(SELECTED PASSAGE)
====

MIT scientists came up with a new mathematical model of collagen, an important building material of connective tissue:
Biological experiments in the past have shown that collagen’s universal design consists of molecules staggered lengthwise, arranged like fibers in a steel cable. Each tiny tropocollagen molecule–the smallest collagen building block–is around 300 nanometers long and only 1.5 nanometers thick. (A nanometer is one-billionth of a meter.) But why these ropy strands of amino acids–the molecular building blocks of proteins–associate to form tropocollagen molecules consistently at the same length has been unexplained until now.
The molecular model of collagen developed by Markus Buehler, an assistant professor in the Department of Civil and Environmental Engineering, started on the atomic scale. Buehler then combined elements of quantum mechanics and molecular dynamics to scale his model up and show precisely which length and arrangement of molecules were best for sustaining large weights pulling in opposite directions, a process known as tensile loading.
Buehler discovered that the ideal length of tropocollagen molecules was indeed close to 300 nanometers. His work has shown that the characteristic nanopatterned structure of collagen is responsible for its high extensibility and strength. “This is the first time a predictive, molecular model was used to explain the design features that experiments have shown for decades without understanding the rationale behind them,” he explained.
“The response of materials to tensile loading has been studied in materials science for computer chips, cars and buildings, but is still poorly understood for biological materials. What we are doing is looking at biological systems on a molecular level, the same way we would examine glass or metal,” said Buehler. “This represents a new way of thinking about biological matter, and it may hold the key to engineering biological systems as we design man-made devices today.”

====

(SOURCE INFORMATION)
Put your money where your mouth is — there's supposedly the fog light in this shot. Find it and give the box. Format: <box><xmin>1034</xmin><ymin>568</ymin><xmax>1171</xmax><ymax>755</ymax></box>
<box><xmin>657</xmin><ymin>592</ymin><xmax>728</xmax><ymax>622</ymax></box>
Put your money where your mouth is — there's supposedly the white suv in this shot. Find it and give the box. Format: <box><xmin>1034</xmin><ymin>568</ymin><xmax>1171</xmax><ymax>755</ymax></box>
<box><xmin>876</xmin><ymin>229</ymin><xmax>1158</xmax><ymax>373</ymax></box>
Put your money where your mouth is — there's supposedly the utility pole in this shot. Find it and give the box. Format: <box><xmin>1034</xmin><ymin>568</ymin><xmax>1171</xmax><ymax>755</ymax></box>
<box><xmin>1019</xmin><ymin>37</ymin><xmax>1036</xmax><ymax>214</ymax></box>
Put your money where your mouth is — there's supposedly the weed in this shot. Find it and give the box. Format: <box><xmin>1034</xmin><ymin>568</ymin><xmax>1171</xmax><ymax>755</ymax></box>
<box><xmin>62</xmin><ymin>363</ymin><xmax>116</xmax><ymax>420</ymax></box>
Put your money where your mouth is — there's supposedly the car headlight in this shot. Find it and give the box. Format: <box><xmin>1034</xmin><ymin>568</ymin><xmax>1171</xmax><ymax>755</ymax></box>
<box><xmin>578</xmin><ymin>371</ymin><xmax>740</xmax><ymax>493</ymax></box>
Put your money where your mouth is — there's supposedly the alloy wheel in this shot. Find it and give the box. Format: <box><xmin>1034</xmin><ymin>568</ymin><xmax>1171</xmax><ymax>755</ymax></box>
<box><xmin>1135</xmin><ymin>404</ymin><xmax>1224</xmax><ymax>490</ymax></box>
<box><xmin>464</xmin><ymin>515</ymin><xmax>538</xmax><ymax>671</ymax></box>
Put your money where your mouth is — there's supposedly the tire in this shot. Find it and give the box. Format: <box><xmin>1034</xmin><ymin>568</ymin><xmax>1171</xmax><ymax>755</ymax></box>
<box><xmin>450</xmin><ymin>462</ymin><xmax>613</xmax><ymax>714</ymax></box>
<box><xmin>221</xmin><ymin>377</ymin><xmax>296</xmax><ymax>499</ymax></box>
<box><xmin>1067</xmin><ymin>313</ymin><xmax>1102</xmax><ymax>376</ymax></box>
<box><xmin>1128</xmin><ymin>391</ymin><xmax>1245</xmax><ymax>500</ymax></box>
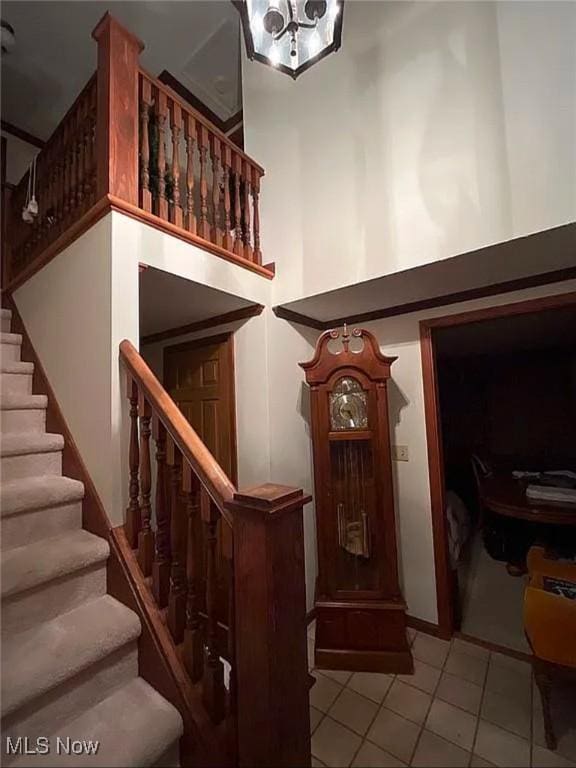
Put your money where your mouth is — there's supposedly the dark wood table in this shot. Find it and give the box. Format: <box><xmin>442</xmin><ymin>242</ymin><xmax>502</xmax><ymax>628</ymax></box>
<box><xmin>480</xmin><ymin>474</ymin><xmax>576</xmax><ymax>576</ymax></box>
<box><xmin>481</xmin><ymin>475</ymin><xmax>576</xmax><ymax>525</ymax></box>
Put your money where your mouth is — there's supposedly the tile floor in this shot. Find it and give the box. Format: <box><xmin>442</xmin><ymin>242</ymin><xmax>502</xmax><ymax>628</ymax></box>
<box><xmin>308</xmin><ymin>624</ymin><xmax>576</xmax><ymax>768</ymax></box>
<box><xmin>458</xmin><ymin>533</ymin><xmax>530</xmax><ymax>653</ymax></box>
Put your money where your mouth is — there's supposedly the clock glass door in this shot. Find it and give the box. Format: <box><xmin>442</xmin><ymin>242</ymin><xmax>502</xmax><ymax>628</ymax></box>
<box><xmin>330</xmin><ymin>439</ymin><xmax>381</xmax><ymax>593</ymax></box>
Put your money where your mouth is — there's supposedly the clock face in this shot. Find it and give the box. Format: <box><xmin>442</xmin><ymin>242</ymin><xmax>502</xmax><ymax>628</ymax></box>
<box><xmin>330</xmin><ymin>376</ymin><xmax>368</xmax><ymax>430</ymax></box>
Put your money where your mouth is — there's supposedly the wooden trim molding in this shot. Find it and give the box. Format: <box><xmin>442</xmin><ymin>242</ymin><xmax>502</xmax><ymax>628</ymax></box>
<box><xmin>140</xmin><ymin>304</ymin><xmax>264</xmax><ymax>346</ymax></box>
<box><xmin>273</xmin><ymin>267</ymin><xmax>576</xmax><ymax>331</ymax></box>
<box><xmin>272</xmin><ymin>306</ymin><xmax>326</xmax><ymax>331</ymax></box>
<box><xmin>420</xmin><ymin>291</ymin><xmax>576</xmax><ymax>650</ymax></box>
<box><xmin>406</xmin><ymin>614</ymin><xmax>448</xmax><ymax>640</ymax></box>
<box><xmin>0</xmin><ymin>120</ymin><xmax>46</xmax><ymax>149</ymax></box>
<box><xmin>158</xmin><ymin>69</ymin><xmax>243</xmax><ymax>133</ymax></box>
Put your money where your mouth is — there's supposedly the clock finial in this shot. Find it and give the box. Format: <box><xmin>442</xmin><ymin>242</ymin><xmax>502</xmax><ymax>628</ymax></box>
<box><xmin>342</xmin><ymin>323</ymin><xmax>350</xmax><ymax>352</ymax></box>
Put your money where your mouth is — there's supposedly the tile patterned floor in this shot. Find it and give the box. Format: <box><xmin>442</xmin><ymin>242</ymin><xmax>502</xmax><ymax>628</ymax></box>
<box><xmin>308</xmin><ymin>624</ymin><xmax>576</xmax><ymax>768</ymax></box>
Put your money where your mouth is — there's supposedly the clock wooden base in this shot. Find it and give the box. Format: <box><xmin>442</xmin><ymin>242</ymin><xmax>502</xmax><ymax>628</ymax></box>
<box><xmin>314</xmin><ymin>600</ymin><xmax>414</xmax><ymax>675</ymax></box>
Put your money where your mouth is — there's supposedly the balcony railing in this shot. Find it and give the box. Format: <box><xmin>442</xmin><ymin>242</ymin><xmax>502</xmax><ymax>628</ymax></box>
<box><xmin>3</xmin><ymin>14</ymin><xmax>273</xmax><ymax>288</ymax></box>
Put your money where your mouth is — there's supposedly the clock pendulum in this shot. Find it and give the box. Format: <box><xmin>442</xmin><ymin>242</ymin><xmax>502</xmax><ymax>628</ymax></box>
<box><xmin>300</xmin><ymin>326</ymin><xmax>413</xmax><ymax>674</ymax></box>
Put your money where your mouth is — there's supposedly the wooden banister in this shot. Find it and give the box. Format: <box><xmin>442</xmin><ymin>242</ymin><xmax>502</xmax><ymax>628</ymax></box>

====

(WHAT TO PRODUCE)
Copy everything in the collagen passage from "MIT scientists came" down to "unexplained until now.". The listing has no connection to the collagen passage.

(TASK ANSWER)
MIT scientists came up with a new mathematical model of collagen, an important building material of connective tissue:
Biological experiments in the past have shown that collagen’s universal design consists of molecules staggered lengthwise, arranged like fibers in a steel cable. Each tiny tropocollagen molecule–the smallest collagen building block–is around 300 nanometers long and only 1.5 nanometers thick. (A nanometer is one-billionth of a meter.) But why these ropy strands of amino acids–the molecular building blocks of proteins–associate to form tropocollagen molecules consistently at the same length has been unexplained until now.